▶ _Task details_
Your task is to return the line containing "bbox: framed artwork" plus every line after it, exactly and with nothing added.

▶ _Records from a collection_
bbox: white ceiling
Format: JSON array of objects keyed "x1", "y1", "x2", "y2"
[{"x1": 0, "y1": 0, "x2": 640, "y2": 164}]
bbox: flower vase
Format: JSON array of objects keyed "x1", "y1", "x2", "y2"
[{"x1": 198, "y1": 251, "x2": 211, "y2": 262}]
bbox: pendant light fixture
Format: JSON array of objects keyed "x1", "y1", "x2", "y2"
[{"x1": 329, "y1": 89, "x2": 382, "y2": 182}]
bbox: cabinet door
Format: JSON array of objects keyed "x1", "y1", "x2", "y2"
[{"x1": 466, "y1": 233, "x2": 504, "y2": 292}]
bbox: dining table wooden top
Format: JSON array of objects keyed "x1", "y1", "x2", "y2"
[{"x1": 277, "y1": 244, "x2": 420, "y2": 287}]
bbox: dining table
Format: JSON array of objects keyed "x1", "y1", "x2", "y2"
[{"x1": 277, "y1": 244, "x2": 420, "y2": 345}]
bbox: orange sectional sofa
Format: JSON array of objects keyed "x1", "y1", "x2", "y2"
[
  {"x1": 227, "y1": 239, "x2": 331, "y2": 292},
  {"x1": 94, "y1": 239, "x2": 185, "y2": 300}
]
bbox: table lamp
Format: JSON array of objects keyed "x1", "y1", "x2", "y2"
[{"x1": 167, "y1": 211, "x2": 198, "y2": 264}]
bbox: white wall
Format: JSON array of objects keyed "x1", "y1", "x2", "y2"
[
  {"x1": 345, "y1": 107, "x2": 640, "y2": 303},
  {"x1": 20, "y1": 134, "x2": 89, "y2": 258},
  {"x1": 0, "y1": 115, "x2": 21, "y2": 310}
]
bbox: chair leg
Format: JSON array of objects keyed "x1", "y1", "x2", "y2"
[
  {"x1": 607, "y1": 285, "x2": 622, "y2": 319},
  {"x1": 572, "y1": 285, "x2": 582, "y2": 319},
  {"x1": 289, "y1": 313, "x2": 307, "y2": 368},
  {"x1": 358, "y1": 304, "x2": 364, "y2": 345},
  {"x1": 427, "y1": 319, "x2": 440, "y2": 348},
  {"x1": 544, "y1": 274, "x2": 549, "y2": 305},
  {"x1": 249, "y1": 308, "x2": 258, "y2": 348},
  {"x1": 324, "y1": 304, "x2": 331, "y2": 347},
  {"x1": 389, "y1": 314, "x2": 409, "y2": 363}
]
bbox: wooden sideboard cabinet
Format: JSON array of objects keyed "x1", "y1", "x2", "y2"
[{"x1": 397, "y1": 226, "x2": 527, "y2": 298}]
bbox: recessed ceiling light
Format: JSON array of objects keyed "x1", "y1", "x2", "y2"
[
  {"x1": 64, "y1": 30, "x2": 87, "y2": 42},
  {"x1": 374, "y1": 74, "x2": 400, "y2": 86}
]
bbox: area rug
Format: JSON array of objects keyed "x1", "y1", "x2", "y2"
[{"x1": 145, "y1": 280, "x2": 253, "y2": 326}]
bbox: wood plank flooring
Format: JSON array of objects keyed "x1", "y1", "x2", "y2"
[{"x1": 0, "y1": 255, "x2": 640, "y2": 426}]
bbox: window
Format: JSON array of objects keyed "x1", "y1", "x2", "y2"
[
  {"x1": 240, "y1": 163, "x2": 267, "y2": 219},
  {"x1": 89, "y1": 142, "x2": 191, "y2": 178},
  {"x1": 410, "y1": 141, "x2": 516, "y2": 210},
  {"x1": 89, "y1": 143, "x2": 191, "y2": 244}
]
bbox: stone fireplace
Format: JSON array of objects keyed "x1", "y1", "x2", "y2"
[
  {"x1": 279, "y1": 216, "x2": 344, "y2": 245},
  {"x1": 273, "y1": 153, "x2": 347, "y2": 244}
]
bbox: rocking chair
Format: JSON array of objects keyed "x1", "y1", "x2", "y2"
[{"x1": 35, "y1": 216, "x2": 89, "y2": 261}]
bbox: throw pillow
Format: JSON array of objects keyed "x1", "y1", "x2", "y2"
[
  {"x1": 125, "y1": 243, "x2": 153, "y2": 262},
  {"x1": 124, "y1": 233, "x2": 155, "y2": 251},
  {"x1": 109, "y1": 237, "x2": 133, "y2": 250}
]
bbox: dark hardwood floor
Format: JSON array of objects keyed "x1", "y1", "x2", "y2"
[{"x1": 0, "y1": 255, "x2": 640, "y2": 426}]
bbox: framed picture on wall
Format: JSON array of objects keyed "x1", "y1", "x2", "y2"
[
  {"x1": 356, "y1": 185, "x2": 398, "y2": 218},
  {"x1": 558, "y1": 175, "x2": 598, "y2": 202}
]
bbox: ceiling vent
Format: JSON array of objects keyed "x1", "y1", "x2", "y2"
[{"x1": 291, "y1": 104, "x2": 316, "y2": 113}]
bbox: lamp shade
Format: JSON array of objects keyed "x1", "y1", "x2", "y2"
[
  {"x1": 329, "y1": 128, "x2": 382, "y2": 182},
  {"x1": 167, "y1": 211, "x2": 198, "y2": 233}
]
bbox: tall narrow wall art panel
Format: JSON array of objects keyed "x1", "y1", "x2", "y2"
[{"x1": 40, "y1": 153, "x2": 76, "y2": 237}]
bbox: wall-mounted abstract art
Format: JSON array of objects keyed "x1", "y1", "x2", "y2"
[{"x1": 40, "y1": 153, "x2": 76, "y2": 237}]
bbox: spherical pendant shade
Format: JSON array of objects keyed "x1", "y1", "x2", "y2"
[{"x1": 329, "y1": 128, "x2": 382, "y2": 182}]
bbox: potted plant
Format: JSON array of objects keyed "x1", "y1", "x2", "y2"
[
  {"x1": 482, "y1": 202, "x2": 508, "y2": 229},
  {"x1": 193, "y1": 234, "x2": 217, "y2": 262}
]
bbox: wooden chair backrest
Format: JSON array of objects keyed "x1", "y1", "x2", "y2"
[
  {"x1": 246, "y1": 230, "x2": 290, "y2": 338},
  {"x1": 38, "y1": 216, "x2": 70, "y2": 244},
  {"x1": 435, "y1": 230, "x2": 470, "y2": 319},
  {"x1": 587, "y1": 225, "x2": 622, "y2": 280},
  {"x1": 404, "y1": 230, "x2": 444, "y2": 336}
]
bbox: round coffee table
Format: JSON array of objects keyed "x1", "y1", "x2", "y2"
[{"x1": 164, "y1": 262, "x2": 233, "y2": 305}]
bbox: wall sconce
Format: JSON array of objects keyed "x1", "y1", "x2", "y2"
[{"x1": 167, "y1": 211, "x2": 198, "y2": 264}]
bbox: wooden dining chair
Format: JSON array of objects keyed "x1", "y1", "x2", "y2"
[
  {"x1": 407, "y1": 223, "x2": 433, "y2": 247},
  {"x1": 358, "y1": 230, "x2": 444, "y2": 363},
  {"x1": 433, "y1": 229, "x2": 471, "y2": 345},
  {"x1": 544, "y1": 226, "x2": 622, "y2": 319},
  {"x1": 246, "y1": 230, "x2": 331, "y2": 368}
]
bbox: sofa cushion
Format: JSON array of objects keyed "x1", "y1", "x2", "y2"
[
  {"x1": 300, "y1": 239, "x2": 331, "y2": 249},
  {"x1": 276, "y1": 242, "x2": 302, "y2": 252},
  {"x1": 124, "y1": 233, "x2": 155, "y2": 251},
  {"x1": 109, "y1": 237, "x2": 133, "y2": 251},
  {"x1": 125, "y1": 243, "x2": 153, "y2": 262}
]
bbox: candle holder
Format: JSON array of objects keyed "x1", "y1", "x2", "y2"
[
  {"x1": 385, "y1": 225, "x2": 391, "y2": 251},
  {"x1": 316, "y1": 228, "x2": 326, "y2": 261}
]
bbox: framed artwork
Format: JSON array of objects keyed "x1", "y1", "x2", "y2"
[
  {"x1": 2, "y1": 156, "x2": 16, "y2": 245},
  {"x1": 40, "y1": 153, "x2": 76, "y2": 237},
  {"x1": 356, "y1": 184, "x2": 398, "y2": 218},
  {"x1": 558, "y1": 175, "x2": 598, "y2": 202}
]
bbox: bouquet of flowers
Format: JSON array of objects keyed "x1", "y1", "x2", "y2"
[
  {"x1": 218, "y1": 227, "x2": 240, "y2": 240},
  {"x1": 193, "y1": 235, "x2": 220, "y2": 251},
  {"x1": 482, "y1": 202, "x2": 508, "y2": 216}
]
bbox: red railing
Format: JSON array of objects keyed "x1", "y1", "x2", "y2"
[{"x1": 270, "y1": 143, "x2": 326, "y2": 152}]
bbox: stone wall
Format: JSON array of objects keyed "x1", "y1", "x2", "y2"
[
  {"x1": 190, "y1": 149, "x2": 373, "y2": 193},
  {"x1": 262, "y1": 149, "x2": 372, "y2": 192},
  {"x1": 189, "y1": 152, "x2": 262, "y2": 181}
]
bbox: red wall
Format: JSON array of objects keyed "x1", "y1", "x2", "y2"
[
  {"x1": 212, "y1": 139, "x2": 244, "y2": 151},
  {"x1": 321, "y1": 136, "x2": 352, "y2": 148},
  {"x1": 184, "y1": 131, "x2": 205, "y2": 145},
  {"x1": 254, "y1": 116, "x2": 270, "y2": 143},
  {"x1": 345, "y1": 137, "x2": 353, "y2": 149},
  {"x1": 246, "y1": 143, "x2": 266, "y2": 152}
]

▶ _Reply_
bbox: framed artwork
Format: JSON array of objects keyed "x1", "y1", "x2", "y2"
[
  {"x1": 2, "y1": 156, "x2": 16, "y2": 245},
  {"x1": 40, "y1": 153, "x2": 76, "y2": 237},
  {"x1": 356, "y1": 184, "x2": 398, "y2": 218},
  {"x1": 558, "y1": 175, "x2": 598, "y2": 202}
]
bbox: bouquet of flowers
Format: JSON array of objects keyed "x1", "y1", "x2", "y2"
[
  {"x1": 218, "y1": 227, "x2": 240, "y2": 240},
  {"x1": 193, "y1": 235, "x2": 220, "y2": 251},
  {"x1": 482, "y1": 202, "x2": 508, "y2": 216}
]
bbox: red railing
Format: JSON array of objects keyed "x1", "y1", "x2", "y2"
[{"x1": 270, "y1": 143, "x2": 326, "y2": 152}]
bbox: stone wall
Format: JSON array of objects keyed "x1", "y1", "x2", "y2"
[
  {"x1": 190, "y1": 149, "x2": 373, "y2": 193},
  {"x1": 262, "y1": 149, "x2": 372, "y2": 192},
  {"x1": 189, "y1": 152, "x2": 262, "y2": 181}
]
bbox: red wall
Format: JSON array of objects keyed "x1", "y1", "x2", "y2"
[
  {"x1": 212, "y1": 139, "x2": 244, "y2": 151},
  {"x1": 321, "y1": 136, "x2": 352, "y2": 148},
  {"x1": 184, "y1": 131, "x2": 205, "y2": 145},
  {"x1": 254, "y1": 116, "x2": 270, "y2": 143},
  {"x1": 345, "y1": 137, "x2": 353, "y2": 149},
  {"x1": 246, "y1": 143, "x2": 266, "y2": 152}
]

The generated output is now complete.